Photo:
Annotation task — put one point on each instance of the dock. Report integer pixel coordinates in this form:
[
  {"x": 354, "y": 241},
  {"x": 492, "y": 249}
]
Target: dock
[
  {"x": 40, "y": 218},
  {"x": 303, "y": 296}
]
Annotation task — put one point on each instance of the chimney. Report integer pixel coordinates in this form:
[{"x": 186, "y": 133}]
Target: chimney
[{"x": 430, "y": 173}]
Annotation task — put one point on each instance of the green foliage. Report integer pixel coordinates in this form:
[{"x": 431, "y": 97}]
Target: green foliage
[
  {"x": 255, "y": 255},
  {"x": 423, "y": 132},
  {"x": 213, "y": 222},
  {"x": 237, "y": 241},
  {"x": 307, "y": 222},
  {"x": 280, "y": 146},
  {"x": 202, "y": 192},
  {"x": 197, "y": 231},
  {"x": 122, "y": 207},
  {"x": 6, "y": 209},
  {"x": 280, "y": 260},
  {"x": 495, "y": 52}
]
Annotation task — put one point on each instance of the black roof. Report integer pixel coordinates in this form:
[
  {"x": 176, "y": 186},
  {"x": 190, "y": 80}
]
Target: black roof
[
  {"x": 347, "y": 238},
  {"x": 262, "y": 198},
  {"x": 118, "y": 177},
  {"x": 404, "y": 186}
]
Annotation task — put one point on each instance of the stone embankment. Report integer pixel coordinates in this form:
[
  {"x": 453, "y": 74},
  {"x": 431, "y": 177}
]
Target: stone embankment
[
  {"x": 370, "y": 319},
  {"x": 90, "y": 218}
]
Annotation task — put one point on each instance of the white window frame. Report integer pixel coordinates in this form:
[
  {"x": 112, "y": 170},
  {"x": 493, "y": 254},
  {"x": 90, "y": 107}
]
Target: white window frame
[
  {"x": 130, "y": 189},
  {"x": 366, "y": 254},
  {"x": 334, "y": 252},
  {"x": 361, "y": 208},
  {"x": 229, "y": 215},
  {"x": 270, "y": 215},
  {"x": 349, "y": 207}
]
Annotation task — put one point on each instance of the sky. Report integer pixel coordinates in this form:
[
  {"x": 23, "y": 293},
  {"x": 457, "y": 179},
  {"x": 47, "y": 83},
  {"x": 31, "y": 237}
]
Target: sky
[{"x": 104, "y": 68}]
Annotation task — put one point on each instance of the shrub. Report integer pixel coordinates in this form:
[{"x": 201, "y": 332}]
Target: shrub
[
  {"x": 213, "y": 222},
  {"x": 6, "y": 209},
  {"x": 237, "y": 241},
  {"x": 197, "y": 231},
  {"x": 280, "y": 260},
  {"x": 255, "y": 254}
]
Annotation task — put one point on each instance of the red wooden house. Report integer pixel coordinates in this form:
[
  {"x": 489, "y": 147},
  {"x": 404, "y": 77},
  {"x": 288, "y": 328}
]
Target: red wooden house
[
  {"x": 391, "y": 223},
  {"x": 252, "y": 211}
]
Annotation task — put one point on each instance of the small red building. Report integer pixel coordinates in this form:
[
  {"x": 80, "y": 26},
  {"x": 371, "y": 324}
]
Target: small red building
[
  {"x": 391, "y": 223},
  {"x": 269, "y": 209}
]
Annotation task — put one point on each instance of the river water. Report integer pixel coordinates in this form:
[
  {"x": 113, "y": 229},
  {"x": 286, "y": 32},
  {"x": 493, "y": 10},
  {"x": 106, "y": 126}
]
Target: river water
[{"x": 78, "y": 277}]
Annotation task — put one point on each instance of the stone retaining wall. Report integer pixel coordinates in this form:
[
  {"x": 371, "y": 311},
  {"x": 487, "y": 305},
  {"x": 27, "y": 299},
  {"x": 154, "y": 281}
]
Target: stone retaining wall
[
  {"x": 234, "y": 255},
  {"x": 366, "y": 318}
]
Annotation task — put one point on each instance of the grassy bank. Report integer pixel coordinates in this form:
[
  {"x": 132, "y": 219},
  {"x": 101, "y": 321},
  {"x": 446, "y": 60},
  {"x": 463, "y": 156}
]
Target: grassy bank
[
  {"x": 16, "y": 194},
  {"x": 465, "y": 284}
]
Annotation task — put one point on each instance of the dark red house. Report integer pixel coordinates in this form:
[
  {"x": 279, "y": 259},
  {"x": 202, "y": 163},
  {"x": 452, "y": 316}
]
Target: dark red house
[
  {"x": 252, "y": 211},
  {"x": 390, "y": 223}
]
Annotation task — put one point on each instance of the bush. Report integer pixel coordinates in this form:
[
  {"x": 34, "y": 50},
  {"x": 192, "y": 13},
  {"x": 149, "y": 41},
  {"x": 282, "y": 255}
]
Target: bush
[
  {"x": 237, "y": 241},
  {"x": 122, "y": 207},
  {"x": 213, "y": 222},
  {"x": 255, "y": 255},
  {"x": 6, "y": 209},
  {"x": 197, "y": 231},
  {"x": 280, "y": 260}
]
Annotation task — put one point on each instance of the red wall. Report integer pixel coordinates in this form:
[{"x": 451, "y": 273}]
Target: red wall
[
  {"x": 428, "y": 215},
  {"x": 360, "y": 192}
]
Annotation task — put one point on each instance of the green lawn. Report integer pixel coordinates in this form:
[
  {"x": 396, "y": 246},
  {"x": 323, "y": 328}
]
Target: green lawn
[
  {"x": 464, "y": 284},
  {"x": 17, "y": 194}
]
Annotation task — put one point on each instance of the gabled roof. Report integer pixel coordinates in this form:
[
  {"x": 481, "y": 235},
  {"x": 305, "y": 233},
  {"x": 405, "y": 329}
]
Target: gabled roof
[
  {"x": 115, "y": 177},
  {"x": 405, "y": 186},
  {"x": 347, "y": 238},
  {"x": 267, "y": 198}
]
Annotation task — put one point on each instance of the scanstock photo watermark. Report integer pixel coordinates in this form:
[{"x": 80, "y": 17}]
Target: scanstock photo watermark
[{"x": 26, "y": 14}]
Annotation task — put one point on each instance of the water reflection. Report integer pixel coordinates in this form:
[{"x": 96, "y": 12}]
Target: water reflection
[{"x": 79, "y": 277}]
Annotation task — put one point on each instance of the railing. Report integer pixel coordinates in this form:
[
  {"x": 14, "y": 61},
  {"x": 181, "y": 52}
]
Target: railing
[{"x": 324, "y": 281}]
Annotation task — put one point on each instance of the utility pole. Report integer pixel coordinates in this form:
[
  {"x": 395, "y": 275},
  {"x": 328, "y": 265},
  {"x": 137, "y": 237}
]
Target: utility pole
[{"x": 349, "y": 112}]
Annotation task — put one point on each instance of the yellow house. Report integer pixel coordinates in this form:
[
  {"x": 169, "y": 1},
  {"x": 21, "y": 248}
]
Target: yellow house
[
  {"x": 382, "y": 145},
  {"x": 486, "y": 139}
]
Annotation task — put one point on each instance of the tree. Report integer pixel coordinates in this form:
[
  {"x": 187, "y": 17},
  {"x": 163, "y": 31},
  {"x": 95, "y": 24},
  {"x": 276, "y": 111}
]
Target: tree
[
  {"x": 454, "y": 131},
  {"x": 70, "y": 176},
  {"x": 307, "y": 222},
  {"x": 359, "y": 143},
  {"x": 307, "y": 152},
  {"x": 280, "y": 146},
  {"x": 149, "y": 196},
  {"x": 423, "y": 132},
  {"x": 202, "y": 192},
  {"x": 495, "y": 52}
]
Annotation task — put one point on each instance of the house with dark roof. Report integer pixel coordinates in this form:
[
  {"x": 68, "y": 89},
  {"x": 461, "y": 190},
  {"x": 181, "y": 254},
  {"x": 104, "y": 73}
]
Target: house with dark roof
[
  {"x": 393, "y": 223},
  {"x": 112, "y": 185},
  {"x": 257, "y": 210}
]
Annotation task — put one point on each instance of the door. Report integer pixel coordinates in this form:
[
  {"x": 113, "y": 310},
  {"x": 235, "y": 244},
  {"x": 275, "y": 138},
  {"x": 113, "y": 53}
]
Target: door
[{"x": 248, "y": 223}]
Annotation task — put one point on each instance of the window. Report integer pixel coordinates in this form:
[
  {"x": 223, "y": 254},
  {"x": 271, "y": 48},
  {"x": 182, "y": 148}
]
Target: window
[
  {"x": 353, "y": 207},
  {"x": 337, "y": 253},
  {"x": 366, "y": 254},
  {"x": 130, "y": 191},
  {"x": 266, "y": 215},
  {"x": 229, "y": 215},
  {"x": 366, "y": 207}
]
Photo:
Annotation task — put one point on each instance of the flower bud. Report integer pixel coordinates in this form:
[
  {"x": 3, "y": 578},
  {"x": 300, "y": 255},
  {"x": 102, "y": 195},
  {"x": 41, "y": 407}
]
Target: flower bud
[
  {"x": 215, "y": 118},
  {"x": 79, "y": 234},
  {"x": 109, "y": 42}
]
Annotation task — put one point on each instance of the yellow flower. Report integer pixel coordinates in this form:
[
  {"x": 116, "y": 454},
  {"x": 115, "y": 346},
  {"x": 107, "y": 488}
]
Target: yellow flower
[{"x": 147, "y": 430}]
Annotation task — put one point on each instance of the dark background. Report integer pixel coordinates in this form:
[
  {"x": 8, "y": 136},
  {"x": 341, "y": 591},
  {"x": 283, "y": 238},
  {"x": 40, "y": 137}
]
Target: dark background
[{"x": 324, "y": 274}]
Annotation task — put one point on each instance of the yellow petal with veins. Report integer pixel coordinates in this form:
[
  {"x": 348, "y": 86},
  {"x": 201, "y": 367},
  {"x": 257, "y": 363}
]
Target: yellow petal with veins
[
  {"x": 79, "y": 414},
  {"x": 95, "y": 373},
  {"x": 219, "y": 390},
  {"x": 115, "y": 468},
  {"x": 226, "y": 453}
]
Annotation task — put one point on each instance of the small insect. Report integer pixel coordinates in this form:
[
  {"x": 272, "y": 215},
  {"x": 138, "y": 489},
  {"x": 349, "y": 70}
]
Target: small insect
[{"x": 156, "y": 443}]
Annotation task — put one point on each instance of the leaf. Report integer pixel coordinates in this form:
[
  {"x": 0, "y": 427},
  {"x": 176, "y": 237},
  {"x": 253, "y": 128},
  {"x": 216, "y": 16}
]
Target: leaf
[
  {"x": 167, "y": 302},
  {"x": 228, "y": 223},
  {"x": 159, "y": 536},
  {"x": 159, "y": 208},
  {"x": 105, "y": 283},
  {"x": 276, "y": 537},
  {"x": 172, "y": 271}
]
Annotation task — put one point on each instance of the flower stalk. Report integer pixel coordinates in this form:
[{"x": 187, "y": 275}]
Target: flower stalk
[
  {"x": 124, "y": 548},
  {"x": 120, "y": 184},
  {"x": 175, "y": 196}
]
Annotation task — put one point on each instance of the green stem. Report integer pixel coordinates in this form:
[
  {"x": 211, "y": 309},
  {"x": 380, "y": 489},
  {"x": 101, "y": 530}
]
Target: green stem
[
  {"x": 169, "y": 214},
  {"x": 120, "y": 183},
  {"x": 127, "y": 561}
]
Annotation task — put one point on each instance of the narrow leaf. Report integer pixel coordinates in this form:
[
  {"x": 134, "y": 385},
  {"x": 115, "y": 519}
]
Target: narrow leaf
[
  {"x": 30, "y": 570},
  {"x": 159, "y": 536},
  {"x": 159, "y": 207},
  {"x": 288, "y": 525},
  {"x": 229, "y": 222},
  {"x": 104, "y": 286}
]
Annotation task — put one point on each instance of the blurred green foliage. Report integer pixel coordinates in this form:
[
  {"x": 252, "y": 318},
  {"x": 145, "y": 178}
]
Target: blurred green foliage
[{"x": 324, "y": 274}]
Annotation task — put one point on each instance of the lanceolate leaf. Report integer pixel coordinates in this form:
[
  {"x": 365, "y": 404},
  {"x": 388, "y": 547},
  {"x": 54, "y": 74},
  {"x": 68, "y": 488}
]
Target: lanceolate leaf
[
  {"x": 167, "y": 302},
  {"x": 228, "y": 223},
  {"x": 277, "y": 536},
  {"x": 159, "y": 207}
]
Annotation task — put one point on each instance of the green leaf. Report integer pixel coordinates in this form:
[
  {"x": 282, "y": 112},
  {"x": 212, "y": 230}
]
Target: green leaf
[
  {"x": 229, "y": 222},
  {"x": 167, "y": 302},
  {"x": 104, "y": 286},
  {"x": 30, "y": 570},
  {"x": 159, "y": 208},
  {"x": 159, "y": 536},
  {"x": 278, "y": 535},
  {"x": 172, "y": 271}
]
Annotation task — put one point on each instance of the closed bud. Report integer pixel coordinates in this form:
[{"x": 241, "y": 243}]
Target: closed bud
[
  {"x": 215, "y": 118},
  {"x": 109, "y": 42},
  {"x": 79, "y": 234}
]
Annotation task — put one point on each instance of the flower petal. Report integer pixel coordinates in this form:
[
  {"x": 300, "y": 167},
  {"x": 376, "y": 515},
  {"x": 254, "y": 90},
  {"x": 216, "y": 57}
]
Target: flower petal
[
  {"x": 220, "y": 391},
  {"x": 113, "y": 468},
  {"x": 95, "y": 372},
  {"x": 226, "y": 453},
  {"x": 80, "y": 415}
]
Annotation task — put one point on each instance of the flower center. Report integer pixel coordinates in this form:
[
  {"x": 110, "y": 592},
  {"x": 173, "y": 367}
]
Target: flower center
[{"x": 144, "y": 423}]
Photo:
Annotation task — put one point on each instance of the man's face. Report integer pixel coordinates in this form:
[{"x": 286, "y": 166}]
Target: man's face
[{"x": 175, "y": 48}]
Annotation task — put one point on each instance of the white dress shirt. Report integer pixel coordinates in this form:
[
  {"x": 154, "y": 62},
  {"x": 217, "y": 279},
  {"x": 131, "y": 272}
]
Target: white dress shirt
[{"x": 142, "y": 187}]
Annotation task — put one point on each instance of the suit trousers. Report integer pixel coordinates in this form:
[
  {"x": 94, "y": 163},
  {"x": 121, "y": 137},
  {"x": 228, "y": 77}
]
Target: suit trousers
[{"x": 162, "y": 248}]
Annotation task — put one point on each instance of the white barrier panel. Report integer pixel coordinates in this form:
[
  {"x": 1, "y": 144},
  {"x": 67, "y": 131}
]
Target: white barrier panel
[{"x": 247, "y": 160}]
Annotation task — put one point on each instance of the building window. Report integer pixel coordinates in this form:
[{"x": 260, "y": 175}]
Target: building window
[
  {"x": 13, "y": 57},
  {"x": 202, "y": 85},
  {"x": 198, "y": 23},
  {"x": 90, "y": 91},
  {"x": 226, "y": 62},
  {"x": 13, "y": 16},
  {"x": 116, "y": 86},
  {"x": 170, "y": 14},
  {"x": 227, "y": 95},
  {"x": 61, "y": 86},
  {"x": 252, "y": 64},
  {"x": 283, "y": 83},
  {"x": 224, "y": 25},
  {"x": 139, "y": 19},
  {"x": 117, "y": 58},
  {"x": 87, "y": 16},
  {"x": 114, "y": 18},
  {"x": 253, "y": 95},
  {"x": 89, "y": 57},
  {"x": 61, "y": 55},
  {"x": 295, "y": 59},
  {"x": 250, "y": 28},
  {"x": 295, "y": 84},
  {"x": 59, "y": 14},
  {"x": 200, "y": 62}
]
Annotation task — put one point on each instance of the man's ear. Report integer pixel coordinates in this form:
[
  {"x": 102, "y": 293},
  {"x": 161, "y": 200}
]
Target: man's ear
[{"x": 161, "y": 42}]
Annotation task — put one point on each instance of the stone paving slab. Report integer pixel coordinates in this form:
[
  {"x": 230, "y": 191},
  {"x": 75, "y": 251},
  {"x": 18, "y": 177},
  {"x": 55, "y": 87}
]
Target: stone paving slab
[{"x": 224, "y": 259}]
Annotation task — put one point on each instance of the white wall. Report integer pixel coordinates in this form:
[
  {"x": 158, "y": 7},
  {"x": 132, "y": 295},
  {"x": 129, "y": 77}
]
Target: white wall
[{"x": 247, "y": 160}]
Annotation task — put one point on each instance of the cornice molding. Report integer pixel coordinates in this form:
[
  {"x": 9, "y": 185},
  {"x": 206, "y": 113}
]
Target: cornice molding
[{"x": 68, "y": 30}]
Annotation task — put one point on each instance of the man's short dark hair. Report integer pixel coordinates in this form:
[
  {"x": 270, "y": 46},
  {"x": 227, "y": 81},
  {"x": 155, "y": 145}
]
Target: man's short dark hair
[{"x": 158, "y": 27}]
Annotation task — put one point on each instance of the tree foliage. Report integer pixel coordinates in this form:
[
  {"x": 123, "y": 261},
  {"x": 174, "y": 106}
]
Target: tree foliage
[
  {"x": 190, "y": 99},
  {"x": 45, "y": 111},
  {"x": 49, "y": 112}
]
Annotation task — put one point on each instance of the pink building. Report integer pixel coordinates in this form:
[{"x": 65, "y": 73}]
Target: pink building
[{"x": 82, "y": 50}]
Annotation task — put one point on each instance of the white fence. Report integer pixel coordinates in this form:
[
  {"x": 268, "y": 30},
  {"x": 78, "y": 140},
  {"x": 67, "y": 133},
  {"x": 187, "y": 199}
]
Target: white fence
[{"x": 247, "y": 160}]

(Problem requirements): Transcribe, without any change, the portion of the items that opens with the line containing "the stone paving" and closes with the final line of the items, including both ends.

(Complete output):
Annotation task — put one point on each instance of the stone paving slab. Report integer pixel coordinates in this form:
[
  {"x": 230, "y": 191},
  {"x": 75, "y": 251},
  {"x": 18, "y": 177},
  {"x": 55, "y": 87}
]
Target: stone paving slab
[{"x": 224, "y": 259}]
Annotation task — put one point on each instance of the white wall. Report integer pixel coordinates in this form:
[
  {"x": 158, "y": 7},
  {"x": 132, "y": 295},
  {"x": 129, "y": 77}
]
Target: white wall
[{"x": 247, "y": 160}]
Annotation task — put one point on each instance of the cornice molding. Report integer pixel coordinates in this form:
[
  {"x": 9, "y": 185},
  {"x": 206, "y": 113}
]
Target: cornice molding
[{"x": 68, "y": 30}]
Annotation task — put one point on each instance of the man's short dark hair. Report integer pixel coordinates in this form:
[
  {"x": 270, "y": 46},
  {"x": 227, "y": 81},
  {"x": 155, "y": 145}
]
Target: man's short dark hair
[{"x": 158, "y": 27}]
Annotation task — put one point on each instance of the tree foliage. Report integer pixel coordinates in this form:
[
  {"x": 123, "y": 261},
  {"x": 174, "y": 106}
]
Target: tree foliage
[
  {"x": 190, "y": 99},
  {"x": 45, "y": 111},
  {"x": 49, "y": 112}
]
Annotation task — put one point on each instance of the pink building. Report integer pixel coordinates in this form:
[{"x": 65, "y": 73}]
Target: pink building
[{"x": 82, "y": 50}]
Annotation task — put one point on each instance of the white fence. Report integer pixel coordinates in this form:
[
  {"x": 268, "y": 30},
  {"x": 78, "y": 140},
  {"x": 67, "y": 133},
  {"x": 187, "y": 199}
]
Target: white fence
[{"x": 247, "y": 160}]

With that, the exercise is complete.